**Task goal**
Print every line of the records below verbatim, leaving out the pictures.

** begin Information given **

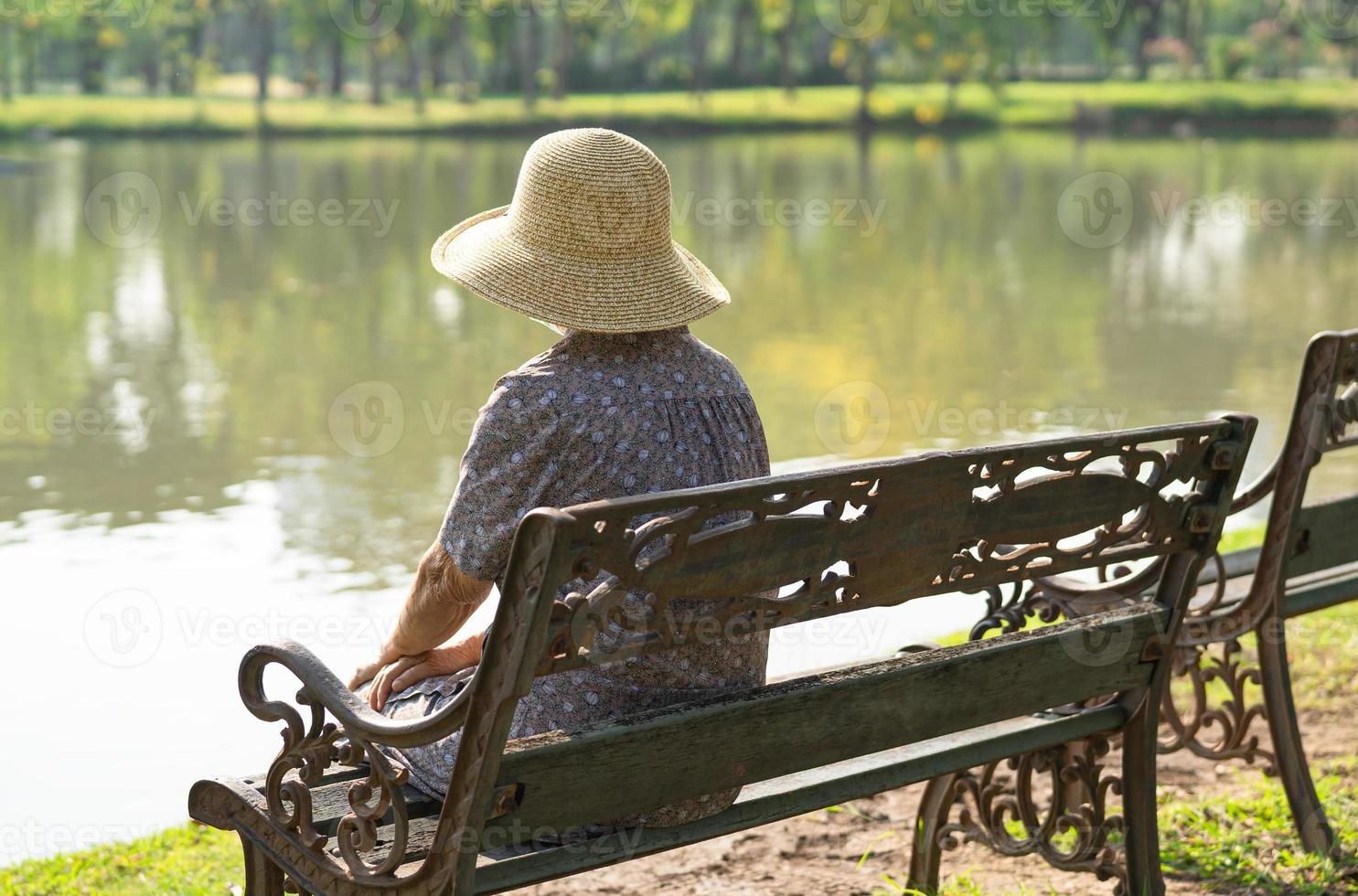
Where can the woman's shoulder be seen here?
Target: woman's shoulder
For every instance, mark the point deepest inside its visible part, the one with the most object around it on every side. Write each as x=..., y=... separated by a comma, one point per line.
x=590, y=371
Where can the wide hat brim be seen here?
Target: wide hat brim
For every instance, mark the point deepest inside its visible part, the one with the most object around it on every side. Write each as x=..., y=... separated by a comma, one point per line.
x=660, y=292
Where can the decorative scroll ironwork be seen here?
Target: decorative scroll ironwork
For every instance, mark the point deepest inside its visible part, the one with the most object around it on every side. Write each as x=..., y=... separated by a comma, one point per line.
x=1010, y=613
x=1210, y=730
x=307, y=752
x=651, y=573
x=1067, y=823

** end Information given **

**Result for this task**
Where can the woman's shoulder be seen here?
Target: woman's shoulder
For every instance, mark the point deepest inside its visible part, the one with the most object around it on every side. Write each as x=..., y=... separated by a comma, one point per line.
x=590, y=371
Where can the wide hat brim be seen here?
Target: wide hat brim
For every instance, mark the point deepest inside its visible part, the one with the most object around it on every side. Write each as x=..., y=... separated by a comma, one point per line.
x=660, y=292
Where can the decorative scroll ironwork be seen here?
Target: decorative scroll ironwork
For every instance, mark the point deepest inside its visible part, the one with the most object around it on every side. Write each as x=..., y=... separated by a comma, one point per line.
x=1010, y=613
x=1210, y=730
x=307, y=752
x=651, y=573
x=1067, y=823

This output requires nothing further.